• **Exercise passage**
# Support Distribution Machines

Let's say we have a bunch of labeled data. Given a new set of data, we want to be able to predict its label. This is the standard machine learning problem setting of classification (if the labels are distinct classes) or regression (if the labels are continuous values).

Most algorithms to solve these problems operate by extracting *feature vectors* from the underlying data,
and then finding regions in feature space that correspond to the classes,
or smooth-ish functions in that space that match the regression problem.

For example, if you're classifying emails as spam or not spam, you might choose one feature dimension that corresponds to the number of times that the word "account" is used, another for the number of times "pharmacy" appears, another for whether the sender is in your address book, and so on.

These choices are very important: even the fanciest learning algorithm can't do anything with the wrong features, and even the simplest can often do very well with the right ones.

(Collected data)
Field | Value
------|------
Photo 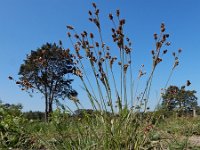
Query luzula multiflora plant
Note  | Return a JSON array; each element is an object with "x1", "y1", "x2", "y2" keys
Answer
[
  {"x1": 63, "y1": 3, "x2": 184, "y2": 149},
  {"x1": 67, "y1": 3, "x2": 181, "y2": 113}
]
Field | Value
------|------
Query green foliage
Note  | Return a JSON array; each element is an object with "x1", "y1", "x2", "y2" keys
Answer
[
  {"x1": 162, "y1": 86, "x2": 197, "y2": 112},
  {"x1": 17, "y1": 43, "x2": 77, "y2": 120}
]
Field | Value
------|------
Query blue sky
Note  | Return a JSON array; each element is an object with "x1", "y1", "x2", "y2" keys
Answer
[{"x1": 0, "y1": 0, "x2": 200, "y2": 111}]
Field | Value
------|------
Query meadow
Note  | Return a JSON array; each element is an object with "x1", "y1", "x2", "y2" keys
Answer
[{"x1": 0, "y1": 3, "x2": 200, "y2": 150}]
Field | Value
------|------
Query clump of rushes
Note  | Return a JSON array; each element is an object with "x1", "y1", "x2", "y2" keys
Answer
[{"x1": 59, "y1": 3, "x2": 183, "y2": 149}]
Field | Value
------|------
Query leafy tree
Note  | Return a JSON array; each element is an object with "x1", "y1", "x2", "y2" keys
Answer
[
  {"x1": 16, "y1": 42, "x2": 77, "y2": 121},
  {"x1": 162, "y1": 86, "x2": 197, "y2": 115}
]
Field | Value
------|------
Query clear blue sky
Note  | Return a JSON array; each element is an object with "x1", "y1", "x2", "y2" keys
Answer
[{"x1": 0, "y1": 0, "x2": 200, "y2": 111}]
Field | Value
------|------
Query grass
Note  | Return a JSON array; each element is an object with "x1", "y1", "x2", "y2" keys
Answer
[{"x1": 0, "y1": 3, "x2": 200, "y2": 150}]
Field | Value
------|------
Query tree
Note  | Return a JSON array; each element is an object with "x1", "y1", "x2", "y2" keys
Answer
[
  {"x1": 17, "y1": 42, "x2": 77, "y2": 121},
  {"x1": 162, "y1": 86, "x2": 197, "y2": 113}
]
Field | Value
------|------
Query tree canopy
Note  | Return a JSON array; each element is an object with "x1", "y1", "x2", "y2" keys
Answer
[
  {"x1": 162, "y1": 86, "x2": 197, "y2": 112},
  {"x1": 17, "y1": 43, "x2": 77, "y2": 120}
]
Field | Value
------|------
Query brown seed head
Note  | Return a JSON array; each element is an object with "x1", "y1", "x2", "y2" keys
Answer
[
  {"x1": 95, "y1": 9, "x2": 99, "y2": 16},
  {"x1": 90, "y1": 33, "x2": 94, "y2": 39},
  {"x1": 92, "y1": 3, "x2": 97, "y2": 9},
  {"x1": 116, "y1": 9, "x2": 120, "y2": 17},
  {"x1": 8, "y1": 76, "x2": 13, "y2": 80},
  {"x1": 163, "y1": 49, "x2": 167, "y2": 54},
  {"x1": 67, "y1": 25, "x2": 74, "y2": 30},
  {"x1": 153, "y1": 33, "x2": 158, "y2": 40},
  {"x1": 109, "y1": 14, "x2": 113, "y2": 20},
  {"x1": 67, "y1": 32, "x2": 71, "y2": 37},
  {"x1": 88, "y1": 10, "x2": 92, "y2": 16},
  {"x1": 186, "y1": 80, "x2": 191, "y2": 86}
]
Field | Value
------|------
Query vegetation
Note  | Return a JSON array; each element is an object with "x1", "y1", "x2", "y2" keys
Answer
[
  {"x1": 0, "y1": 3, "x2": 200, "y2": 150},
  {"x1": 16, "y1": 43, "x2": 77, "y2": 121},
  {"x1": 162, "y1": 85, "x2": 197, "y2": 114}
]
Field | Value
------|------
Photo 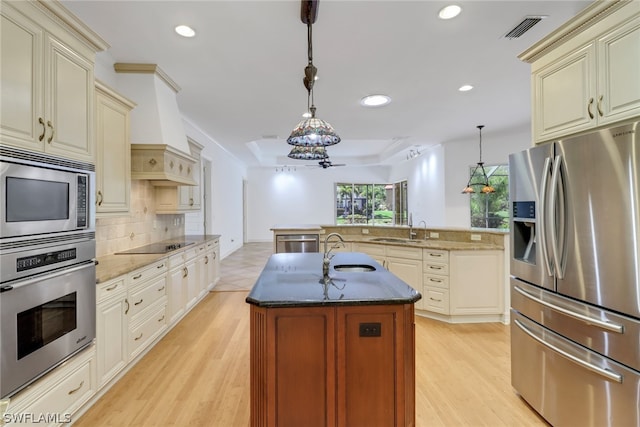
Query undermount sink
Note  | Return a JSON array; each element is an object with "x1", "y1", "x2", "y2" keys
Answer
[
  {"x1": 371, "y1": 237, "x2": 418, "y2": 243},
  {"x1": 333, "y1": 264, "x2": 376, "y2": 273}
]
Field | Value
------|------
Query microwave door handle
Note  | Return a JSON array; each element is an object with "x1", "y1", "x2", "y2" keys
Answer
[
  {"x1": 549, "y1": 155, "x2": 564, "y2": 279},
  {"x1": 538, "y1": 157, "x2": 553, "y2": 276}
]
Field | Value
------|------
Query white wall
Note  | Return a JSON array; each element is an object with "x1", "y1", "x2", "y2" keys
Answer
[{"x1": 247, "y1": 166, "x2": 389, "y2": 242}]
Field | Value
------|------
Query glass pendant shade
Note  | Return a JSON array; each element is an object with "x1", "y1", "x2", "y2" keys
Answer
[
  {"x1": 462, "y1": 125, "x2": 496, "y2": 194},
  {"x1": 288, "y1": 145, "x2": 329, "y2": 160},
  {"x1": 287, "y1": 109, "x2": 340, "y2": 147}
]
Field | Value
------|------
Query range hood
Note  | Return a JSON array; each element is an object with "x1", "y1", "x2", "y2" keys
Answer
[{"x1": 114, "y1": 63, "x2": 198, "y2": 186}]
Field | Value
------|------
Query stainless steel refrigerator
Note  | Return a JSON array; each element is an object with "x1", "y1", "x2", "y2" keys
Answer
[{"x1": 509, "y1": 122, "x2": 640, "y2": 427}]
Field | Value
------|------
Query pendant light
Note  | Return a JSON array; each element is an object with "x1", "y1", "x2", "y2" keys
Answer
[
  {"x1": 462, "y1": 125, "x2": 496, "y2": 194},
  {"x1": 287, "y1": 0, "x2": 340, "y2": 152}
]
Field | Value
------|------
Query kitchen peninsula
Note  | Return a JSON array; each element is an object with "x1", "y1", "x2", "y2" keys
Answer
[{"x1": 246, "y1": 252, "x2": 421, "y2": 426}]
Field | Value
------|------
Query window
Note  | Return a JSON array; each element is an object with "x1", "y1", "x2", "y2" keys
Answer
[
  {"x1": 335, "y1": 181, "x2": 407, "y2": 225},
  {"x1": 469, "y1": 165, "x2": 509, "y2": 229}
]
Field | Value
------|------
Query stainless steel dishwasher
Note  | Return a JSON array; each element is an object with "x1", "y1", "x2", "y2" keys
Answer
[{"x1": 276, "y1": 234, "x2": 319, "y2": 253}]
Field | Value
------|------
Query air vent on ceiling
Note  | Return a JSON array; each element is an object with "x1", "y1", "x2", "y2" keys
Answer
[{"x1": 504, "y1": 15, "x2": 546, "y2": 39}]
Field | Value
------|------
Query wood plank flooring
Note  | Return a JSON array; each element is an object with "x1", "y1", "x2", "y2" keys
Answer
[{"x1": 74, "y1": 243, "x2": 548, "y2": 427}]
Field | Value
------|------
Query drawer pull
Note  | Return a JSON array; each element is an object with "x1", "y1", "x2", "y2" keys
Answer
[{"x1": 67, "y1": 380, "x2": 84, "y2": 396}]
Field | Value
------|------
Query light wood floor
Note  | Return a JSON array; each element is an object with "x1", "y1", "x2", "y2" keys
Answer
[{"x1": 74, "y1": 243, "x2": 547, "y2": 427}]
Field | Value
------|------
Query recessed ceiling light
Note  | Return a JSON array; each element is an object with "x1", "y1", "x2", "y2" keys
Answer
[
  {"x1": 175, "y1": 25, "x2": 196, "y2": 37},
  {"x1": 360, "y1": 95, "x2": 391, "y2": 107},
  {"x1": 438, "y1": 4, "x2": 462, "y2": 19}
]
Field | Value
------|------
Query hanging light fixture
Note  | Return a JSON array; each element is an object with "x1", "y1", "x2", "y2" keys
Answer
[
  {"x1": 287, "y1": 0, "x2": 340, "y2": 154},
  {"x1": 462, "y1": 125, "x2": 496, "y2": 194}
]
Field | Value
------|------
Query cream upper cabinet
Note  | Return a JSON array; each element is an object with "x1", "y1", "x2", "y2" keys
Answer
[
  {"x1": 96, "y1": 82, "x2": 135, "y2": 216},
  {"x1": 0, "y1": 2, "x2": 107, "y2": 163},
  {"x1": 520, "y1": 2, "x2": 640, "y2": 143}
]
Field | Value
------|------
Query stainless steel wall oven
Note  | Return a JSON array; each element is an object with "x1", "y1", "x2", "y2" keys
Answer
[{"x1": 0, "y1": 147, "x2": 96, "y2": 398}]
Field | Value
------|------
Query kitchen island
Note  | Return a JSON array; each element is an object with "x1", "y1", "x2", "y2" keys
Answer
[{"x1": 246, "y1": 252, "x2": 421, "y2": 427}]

--

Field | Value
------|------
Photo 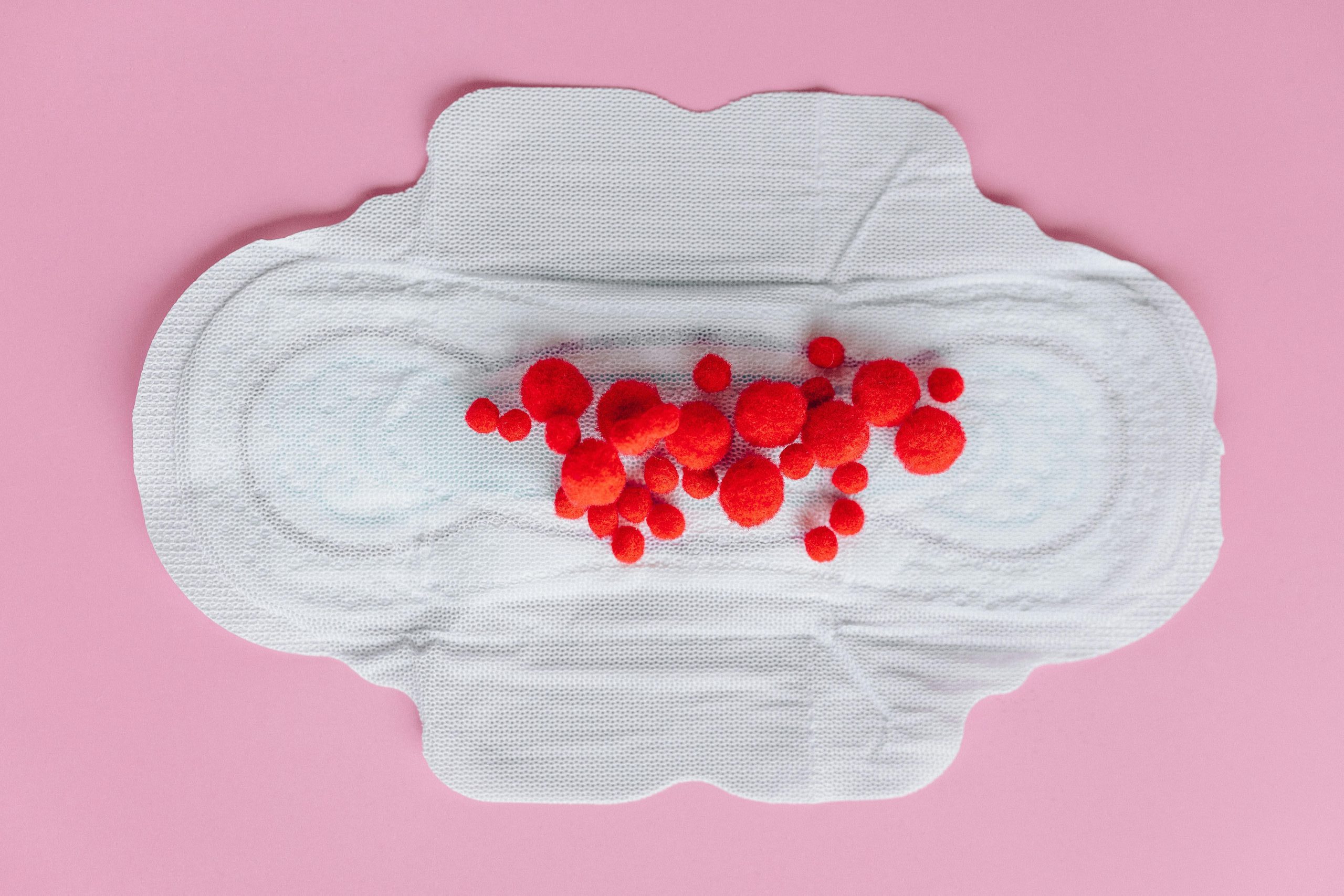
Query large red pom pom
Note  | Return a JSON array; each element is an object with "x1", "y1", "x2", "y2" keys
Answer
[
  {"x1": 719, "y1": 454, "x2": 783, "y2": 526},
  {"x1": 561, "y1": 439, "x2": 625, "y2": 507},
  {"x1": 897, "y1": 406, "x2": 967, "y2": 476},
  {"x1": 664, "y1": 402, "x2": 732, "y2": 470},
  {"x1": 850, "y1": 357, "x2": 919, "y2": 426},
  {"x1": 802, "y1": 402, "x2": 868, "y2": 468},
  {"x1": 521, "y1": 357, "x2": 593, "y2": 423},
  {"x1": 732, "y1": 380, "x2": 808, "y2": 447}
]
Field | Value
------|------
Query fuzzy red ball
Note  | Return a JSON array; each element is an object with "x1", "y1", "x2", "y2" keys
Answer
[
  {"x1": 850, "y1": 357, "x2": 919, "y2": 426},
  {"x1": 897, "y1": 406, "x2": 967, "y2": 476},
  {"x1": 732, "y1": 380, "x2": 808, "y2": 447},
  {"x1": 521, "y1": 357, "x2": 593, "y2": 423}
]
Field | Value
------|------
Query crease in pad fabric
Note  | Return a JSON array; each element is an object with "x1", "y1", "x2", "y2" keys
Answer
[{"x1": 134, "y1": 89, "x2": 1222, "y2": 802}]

...

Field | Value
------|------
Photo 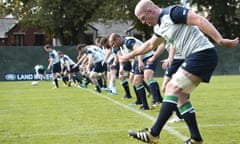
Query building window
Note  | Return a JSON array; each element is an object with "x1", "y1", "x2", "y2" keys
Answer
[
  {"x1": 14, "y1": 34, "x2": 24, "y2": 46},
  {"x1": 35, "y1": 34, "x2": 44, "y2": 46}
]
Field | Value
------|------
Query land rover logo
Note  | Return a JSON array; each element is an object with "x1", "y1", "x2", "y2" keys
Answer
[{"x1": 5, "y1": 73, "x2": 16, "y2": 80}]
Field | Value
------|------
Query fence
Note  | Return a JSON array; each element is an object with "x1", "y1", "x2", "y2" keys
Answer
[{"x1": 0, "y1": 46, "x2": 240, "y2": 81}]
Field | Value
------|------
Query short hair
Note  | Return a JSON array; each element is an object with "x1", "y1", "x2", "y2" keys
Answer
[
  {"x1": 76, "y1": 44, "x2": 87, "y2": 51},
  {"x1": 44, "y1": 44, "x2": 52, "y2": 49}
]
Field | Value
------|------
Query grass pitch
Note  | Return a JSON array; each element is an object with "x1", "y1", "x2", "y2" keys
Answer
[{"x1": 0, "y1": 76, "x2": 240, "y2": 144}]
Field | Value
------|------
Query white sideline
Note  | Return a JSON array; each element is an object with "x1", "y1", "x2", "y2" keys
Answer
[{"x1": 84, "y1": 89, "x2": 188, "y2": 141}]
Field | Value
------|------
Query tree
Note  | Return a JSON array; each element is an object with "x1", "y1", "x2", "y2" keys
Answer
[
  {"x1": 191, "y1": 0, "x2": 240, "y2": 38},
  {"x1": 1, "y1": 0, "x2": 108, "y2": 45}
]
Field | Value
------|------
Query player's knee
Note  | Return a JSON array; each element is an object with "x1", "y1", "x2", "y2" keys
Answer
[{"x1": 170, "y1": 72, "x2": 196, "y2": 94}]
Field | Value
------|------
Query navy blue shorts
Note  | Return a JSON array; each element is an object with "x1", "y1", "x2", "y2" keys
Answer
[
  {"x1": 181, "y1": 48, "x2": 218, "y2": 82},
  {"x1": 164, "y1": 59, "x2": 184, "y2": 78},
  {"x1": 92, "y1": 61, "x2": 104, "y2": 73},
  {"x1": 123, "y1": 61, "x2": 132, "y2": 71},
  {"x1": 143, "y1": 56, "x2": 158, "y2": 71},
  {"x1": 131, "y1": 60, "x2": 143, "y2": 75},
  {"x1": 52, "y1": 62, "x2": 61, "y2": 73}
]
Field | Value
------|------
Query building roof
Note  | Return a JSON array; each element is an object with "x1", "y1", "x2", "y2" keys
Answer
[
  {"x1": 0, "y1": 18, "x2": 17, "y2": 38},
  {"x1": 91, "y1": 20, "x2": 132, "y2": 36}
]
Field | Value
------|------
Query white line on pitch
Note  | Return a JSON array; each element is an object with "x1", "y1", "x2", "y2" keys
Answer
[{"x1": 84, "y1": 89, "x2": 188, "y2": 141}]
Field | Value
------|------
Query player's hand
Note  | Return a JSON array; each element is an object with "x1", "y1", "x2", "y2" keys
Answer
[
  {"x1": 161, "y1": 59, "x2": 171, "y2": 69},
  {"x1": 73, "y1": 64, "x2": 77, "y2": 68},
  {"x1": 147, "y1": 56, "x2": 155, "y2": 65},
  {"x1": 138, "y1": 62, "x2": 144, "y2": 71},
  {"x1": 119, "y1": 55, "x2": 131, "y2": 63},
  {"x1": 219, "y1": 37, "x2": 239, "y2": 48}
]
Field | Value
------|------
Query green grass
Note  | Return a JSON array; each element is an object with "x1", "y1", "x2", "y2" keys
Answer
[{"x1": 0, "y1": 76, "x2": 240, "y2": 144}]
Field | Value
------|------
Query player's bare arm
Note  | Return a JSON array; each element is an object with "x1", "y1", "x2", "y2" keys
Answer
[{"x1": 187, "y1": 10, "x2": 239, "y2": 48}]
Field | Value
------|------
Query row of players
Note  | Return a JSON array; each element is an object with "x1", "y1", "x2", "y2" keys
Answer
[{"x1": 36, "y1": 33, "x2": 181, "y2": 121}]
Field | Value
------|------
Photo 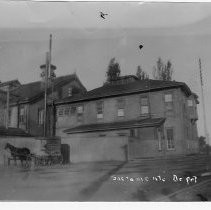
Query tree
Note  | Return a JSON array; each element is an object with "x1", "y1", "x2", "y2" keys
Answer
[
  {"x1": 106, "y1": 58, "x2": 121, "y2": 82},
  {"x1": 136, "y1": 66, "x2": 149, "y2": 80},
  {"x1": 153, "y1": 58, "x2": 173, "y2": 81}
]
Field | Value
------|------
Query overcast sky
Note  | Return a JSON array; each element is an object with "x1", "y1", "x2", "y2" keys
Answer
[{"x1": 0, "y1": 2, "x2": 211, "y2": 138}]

• **Activity**
From the passage on support distribution machines, list every feature dimension suggested for classifying emails as spam or not spam.

• **Answer**
- The number of times the word "account" is used
- The number of times "pharmacy" appears
- Whether the sender is in your address book